Task to carry out:
Which lines in the records below contain the word "wall"? Report each such line in full.
---
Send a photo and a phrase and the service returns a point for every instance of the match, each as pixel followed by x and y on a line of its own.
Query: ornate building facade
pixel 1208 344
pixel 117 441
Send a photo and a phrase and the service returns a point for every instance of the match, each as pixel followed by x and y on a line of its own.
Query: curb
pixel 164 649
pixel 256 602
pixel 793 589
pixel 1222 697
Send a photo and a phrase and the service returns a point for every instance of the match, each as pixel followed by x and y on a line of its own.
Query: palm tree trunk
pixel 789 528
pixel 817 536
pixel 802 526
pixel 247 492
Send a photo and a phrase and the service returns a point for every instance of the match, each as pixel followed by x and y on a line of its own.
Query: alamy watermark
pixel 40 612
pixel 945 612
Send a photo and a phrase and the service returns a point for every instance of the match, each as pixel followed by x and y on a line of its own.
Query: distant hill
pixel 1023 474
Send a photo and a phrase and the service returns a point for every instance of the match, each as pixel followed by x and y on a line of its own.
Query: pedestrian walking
---
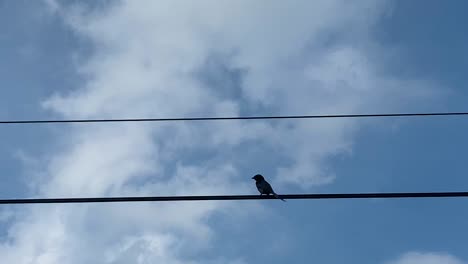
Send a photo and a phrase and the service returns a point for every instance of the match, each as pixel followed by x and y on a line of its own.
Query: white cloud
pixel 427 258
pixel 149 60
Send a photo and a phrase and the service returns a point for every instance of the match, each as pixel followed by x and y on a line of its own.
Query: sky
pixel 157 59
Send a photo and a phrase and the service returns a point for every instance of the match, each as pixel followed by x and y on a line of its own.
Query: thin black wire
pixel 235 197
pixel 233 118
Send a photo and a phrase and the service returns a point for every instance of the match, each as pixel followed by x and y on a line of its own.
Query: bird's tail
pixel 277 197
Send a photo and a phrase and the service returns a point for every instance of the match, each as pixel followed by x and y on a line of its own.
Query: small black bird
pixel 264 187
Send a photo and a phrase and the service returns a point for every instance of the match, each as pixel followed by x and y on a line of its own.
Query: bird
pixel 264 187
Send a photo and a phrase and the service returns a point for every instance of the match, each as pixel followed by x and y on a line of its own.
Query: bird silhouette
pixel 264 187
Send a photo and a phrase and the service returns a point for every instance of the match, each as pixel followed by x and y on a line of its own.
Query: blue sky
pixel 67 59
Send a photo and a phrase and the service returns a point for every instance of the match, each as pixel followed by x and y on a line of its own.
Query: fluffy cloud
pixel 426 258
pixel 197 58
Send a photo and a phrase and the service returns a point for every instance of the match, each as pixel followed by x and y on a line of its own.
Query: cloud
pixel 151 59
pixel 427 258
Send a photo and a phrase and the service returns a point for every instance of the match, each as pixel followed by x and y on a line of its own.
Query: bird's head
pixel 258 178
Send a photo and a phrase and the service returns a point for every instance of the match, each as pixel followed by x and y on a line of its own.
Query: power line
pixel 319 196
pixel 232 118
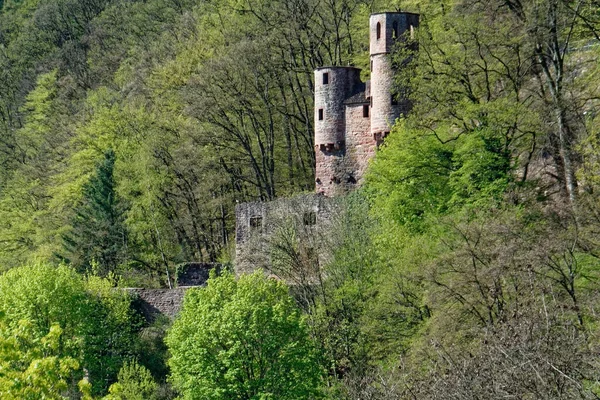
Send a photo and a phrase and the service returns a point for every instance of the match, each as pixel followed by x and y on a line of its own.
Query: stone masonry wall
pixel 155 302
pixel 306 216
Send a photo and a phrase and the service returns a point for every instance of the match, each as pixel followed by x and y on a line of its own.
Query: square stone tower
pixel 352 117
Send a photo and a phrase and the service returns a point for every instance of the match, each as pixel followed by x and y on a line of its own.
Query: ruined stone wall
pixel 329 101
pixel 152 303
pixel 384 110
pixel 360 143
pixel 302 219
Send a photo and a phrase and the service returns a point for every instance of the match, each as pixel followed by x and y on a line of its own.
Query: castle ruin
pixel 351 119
---
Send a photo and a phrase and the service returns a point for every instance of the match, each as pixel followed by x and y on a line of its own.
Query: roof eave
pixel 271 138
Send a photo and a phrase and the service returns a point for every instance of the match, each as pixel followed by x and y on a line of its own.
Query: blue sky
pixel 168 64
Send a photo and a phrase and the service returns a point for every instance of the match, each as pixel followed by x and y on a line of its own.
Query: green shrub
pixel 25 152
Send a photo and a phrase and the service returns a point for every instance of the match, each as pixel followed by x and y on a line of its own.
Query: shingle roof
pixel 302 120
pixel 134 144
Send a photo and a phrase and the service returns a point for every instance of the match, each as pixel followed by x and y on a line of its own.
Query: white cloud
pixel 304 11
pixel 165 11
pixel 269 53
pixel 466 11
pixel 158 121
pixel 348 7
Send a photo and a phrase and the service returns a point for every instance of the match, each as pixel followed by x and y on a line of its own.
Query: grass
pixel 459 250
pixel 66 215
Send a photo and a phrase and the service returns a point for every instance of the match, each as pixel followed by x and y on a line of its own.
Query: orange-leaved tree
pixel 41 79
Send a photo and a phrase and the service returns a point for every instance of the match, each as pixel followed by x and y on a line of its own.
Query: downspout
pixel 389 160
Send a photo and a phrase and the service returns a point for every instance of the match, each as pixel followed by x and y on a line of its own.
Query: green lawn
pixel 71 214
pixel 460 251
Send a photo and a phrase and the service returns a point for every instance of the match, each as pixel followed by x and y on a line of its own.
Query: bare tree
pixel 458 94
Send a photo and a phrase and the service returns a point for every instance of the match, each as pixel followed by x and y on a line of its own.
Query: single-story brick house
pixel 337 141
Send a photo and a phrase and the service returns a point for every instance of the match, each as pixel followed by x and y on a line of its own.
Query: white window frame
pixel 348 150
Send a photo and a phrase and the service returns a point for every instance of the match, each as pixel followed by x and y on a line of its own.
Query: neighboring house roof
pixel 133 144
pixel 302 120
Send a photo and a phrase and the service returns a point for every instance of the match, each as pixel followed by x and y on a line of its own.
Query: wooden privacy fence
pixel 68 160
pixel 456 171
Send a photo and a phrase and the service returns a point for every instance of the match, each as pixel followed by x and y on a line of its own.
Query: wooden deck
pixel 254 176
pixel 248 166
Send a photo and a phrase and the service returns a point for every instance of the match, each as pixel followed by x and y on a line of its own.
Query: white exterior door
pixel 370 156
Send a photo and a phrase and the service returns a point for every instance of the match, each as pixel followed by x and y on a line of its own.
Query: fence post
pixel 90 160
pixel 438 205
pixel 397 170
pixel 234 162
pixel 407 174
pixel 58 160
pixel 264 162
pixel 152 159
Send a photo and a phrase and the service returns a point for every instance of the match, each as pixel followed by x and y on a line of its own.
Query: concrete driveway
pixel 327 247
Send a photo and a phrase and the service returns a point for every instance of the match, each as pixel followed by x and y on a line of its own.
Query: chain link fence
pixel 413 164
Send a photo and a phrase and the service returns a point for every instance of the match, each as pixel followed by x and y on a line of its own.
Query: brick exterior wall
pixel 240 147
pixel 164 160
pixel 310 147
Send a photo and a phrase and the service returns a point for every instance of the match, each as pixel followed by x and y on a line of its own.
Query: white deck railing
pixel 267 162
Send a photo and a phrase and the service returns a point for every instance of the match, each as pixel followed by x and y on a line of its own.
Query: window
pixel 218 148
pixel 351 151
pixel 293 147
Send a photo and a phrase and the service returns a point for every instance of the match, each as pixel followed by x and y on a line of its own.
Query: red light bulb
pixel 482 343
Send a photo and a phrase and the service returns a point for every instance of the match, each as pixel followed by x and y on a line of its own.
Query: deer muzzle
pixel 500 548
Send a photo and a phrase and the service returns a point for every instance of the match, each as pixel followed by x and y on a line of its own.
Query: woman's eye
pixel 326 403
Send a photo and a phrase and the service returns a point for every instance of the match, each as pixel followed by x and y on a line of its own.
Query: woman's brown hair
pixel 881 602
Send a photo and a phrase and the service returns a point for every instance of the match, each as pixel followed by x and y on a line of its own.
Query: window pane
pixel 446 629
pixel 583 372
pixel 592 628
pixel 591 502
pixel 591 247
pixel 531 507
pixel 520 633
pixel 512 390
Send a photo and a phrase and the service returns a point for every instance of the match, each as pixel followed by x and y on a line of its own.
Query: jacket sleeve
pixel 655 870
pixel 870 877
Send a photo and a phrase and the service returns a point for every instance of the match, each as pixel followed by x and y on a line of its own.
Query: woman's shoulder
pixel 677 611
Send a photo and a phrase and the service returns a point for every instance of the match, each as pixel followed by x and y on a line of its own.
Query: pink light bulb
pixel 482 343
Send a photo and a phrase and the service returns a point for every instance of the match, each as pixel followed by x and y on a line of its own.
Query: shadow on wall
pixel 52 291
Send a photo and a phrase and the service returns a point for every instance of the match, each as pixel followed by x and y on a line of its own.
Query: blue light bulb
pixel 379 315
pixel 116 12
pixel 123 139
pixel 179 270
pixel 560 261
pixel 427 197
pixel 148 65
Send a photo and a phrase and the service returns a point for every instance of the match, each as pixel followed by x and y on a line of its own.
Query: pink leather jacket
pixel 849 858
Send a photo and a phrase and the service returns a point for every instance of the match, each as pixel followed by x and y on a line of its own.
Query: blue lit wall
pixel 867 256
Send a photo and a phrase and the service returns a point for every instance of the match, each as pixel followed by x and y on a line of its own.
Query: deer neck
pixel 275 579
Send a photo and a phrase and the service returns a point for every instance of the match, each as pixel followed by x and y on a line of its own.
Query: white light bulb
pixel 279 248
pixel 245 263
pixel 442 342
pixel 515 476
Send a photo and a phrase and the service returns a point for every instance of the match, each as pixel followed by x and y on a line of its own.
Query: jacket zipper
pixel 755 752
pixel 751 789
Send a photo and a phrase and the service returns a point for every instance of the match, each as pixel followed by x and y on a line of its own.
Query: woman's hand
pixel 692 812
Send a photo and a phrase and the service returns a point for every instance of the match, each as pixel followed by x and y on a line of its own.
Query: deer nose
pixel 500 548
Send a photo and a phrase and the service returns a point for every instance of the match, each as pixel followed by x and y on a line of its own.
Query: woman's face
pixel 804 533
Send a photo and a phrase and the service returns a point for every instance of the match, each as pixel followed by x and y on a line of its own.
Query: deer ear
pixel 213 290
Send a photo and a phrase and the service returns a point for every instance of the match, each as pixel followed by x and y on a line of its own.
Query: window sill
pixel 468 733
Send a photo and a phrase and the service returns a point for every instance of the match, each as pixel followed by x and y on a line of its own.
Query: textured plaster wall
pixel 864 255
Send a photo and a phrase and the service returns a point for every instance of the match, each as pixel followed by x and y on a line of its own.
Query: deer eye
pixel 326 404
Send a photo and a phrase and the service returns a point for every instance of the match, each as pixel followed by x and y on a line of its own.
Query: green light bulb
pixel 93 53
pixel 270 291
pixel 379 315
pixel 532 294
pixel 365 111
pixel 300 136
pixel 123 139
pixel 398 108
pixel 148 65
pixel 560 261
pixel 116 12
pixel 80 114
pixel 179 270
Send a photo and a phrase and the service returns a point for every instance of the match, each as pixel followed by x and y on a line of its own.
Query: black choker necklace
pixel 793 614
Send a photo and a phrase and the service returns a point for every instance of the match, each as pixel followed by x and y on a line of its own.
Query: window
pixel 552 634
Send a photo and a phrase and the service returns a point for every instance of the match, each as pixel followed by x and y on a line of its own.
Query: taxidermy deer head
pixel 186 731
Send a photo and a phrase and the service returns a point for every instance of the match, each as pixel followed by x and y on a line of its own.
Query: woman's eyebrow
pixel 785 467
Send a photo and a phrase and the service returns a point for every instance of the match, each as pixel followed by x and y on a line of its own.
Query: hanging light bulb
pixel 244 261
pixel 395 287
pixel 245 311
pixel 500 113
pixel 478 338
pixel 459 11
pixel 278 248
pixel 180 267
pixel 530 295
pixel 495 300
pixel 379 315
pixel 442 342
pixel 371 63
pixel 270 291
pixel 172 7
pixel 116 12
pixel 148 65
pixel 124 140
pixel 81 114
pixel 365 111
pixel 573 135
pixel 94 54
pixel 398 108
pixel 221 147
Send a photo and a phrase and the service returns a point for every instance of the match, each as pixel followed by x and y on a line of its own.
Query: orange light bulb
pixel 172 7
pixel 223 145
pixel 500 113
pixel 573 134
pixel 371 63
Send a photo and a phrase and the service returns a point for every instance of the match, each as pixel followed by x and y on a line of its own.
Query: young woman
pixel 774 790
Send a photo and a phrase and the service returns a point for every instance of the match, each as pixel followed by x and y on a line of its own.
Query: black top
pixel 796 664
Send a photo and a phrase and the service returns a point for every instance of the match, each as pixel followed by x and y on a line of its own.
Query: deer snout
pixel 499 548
---
Written answer:
Query: stone masonry wall
Query: ruined stone wall
Query: brick exterior wall
Query: shadow on wall
Query: blue lit wall
Query: textured plaster wall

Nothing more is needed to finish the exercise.